[Pointing records]

>>>

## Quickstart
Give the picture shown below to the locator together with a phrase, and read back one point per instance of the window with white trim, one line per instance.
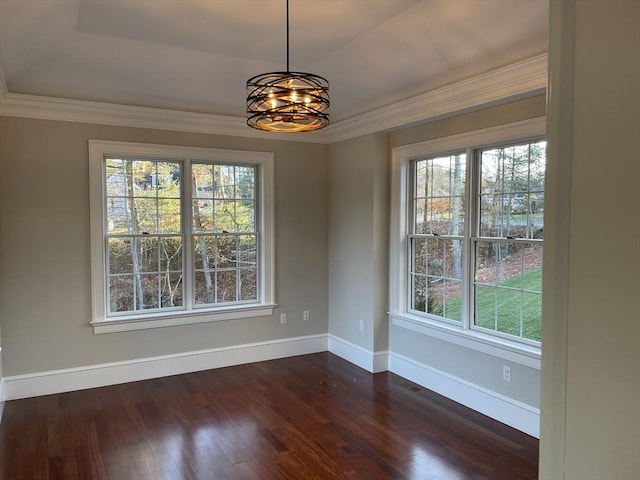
(468, 235)
(179, 235)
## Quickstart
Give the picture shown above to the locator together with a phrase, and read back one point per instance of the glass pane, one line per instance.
(116, 179)
(224, 181)
(121, 293)
(512, 191)
(439, 195)
(145, 215)
(511, 262)
(485, 303)
(226, 251)
(508, 310)
(248, 246)
(170, 218)
(419, 297)
(203, 288)
(146, 255)
(204, 252)
(171, 254)
(509, 287)
(168, 180)
(202, 180)
(202, 215)
(145, 178)
(245, 177)
(452, 297)
(421, 219)
(120, 260)
(150, 285)
(171, 290)
(226, 286)
(419, 255)
(118, 218)
(248, 284)
(245, 216)
(532, 316)
(224, 216)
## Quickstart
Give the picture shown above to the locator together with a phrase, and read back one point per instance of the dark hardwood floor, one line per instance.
(309, 417)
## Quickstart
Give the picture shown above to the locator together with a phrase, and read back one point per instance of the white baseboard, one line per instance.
(516, 414)
(373, 362)
(66, 380)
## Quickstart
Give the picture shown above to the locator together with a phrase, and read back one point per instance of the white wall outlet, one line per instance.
(506, 373)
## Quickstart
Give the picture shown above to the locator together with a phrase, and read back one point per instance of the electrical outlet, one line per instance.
(506, 373)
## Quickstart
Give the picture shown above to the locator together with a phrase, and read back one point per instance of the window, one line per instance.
(179, 235)
(468, 236)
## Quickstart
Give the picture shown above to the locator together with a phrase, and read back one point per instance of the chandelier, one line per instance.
(287, 101)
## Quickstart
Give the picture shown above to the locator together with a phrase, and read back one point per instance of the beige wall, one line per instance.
(44, 248)
(358, 241)
(591, 355)
(359, 258)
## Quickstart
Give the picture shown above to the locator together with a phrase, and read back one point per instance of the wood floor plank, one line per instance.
(313, 416)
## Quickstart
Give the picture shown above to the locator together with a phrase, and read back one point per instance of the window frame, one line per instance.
(189, 314)
(400, 226)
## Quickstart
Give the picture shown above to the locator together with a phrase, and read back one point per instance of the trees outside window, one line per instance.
(178, 231)
(467, 243)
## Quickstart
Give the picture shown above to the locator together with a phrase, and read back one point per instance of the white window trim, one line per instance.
(398, 256)
(101, 324)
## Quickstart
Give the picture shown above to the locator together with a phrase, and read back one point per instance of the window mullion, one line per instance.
(470, 231)
(187, 235)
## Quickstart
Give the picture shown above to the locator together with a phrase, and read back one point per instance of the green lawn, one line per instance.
(504, 299)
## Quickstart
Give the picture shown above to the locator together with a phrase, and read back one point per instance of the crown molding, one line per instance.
(519, 80)
(67, 110)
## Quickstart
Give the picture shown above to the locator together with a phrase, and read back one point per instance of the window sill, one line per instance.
(512, 351)
(171, 319)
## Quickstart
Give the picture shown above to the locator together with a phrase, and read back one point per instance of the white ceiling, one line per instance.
(196, 55)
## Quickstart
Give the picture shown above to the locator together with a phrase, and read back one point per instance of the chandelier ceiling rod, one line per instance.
(288, 101)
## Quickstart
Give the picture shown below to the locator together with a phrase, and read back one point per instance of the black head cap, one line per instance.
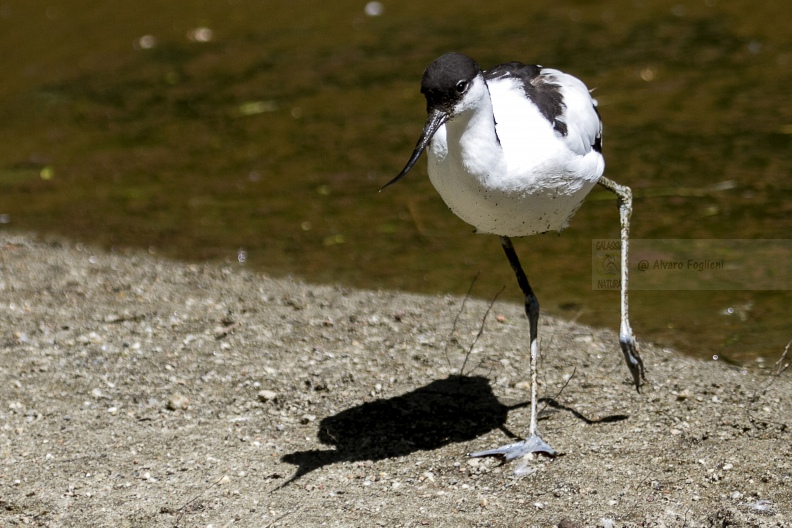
(447, 79)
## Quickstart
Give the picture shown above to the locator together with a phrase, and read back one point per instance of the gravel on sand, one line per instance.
(137, 391)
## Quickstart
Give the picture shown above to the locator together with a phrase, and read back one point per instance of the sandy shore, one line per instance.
(143, 392)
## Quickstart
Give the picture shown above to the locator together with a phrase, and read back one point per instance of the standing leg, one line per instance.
(534, 443)
(626, 338)
(532, 311)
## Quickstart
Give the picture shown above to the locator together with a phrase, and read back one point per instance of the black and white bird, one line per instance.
(513, 151)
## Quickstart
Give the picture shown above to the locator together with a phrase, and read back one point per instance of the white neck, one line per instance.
(473, 130)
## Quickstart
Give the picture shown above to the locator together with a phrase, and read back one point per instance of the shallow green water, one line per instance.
(130, 126)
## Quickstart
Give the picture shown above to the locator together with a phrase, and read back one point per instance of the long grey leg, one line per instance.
(626, 339)
(532, 311)
(534, 443)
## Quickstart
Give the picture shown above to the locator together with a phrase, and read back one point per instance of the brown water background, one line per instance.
(264, 129)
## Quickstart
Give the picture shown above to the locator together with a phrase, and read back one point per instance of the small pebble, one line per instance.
(178, 401)
(267, 395)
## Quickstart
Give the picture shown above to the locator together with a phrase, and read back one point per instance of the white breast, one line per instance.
(534, 180)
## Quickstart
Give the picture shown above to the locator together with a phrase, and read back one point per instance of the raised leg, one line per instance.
(534, 443)
(626, 339)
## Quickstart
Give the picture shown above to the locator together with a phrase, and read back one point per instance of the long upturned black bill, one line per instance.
(435, 120)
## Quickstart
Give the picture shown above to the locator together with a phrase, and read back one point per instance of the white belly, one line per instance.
(520, 200)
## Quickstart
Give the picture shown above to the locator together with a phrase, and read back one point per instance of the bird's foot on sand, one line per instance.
(509, 452)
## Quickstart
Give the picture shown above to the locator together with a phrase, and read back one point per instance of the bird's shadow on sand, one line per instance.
(452, 410)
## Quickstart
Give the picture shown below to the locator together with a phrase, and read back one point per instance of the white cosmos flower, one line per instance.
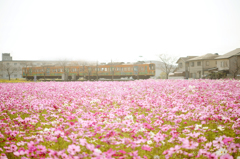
(149, 142)
(221, 128)
(221, 151)
(152, 134)
(156, 157)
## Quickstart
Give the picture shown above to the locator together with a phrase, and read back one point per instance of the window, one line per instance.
(207, 63)
(192, 64)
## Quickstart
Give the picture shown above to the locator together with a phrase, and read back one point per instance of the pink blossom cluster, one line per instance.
(137, 119)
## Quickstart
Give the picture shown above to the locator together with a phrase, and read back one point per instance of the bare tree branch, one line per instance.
(9, 69)
(168, 63)
(234, 65)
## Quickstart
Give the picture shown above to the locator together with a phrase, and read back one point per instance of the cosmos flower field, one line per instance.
(138, 119)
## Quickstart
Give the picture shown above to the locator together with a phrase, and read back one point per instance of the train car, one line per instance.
(108, 71)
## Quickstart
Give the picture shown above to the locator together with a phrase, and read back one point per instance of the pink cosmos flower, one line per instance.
(189, 144)
(218, 143)
(226, 156)
(146, 147)
(227, 140)
(13, 148)
(3, 156)
(72, 149)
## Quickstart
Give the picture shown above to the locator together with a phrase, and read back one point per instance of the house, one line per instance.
(229, 62)
(201, 66)
(180, 71)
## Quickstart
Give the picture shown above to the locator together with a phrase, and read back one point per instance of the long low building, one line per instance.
(205, 66)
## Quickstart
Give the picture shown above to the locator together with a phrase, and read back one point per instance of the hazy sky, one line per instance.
(120, 30)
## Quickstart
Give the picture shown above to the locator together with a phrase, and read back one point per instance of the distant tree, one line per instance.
(96, 70)
(63, 64)
(89, 70)
(168, 63)
(234, 68)
(113, 68)
(45, 69)
(27, 68)
(9, 69)
(80, 66)
(136, 69)
(162, 75)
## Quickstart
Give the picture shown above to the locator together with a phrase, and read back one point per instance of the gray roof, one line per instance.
(229, 54)
(186, 58)
(208, 56)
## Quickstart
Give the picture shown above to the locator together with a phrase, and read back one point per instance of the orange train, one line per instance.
(136, 71)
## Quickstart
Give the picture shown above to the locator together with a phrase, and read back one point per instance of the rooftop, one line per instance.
(208, 56)
(229, 54)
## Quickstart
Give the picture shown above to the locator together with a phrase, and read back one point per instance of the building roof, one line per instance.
(229, 54)
(208, 56)
(186, 58)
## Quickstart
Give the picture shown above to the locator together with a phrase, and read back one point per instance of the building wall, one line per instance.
(19, 65)
(234, 63)
(195, 69)
(223, 64)
(181, 66)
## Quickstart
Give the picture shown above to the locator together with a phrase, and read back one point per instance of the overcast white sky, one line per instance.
(120, 30)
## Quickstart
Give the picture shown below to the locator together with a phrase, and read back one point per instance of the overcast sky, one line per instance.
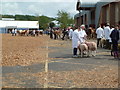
(39, 7)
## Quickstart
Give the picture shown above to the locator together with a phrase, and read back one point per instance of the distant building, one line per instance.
(93, 14)
(7, 26)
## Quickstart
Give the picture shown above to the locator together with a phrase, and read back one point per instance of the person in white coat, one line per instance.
(70, 33)
(75, 41)
(100, 34)
(82, 34)
(13, 31)
(107, 32)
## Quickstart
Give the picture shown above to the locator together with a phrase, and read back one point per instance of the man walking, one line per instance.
(107, 32)
(75, 41)
(115, 37)
(100, 34)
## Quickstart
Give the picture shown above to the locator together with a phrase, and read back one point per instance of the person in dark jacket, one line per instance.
(115, 37)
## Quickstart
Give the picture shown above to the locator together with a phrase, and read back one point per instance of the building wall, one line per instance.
(110, 13)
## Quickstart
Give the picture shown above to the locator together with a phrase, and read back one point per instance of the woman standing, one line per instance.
(115, 37)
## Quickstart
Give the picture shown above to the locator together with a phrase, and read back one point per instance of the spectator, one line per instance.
(75, 41)
(115, 37)
(107, 35)
(100, 34)
(70, 33)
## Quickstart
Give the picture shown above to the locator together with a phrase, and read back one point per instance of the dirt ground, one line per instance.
(26, 51)
(23, 50)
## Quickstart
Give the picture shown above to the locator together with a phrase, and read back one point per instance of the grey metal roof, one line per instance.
(87, 4)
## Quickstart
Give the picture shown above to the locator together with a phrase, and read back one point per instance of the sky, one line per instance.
(39, 7)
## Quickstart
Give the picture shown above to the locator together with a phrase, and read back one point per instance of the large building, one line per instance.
(93, 14)
(7, 25)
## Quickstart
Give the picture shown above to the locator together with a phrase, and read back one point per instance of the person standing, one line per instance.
(115, 37)
(110, 41)
(70, 33)
(83, 35)
(13, 31)
(100, 34)
(75, 41)
(34, 32)
(107, 35)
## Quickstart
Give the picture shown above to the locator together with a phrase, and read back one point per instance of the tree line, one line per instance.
(44, 21)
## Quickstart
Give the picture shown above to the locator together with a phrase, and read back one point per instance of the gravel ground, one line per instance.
(30, 53)
(22, 50)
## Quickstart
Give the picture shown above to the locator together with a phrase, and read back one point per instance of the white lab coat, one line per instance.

<<<

How many lines of the records above contain the word "grey"? Give only the number.

2